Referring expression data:
══════
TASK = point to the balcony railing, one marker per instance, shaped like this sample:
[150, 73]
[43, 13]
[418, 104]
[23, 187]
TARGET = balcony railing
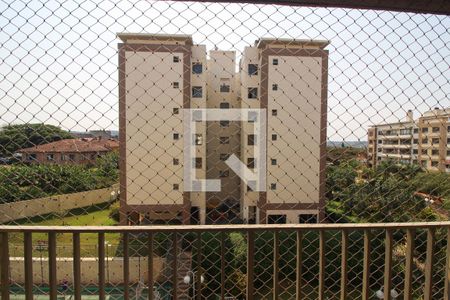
[283, 247]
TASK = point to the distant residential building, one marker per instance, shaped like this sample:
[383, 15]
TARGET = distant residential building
[104, 134]
[69, 151]
[425, 141]
[160, 75]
══════
Reproduce all of the data exactly, omitting each picture it holds.

TASK = point to the balcony railing, one marker per instance, shaped like this sample:
[150, 73]
[43, 13]
[418, 104]
[23, 187]
TARGET = balcony railing
[283, 247]
TASK = point to the distant residential building, one marker per instance, shaped like this sample:
[383, 15]
TARGET = distant residential building
[104, 134]
[69, 151]
[425, 141]
[160, 75]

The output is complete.